::: Record extracts :::
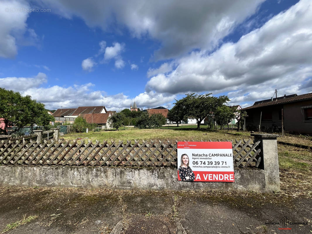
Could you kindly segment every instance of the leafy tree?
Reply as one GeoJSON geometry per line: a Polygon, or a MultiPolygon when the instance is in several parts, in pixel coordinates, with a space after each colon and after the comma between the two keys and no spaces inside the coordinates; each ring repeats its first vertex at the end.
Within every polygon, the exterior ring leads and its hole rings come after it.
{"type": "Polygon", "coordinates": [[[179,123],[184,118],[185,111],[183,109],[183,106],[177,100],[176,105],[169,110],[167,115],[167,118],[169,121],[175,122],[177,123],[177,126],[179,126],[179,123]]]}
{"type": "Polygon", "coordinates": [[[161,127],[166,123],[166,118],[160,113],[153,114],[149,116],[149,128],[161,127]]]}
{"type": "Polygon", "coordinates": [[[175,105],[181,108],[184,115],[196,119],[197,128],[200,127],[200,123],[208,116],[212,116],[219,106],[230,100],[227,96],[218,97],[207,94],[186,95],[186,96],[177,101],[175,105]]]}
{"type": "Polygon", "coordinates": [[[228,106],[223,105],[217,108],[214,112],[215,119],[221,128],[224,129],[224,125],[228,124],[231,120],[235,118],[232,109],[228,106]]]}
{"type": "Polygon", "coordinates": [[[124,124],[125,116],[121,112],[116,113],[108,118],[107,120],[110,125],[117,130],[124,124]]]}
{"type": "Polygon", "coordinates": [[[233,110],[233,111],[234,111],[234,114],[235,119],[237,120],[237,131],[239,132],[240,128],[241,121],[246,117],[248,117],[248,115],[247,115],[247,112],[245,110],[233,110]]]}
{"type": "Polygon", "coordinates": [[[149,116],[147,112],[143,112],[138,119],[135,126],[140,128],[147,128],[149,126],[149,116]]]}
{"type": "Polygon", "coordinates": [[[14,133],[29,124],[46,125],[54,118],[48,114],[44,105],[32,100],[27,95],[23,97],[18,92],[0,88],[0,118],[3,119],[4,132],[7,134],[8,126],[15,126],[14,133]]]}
:::
::: Record extracts :::
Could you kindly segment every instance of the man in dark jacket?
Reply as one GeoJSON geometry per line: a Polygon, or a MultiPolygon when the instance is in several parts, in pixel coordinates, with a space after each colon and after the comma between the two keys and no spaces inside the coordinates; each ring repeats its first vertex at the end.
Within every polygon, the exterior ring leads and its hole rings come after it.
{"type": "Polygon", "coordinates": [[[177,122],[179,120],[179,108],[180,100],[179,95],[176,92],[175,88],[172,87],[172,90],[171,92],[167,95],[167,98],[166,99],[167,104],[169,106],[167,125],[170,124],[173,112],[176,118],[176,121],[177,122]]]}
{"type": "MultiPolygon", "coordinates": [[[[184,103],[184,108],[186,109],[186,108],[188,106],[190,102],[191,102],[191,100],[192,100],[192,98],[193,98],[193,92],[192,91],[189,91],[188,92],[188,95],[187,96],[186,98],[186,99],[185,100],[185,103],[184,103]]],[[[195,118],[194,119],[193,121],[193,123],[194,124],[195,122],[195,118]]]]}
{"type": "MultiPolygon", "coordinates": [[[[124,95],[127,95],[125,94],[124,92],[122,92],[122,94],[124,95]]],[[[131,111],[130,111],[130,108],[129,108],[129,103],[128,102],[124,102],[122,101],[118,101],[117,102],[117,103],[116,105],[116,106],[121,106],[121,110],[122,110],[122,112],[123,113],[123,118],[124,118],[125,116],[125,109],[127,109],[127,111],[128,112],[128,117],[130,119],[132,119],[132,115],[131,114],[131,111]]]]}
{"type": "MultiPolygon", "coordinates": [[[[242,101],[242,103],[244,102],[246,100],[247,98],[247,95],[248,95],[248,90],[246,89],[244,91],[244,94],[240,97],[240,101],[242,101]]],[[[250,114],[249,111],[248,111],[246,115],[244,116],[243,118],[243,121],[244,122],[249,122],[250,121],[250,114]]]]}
:::
- _Work to complete_
Copy out each line of the records above that contains the word "kindly". Case counts.

- _Exercise output_
Could you kindly segment every instance of the leafy tree?
Could you kindly segment every instance of the man in dark jacket?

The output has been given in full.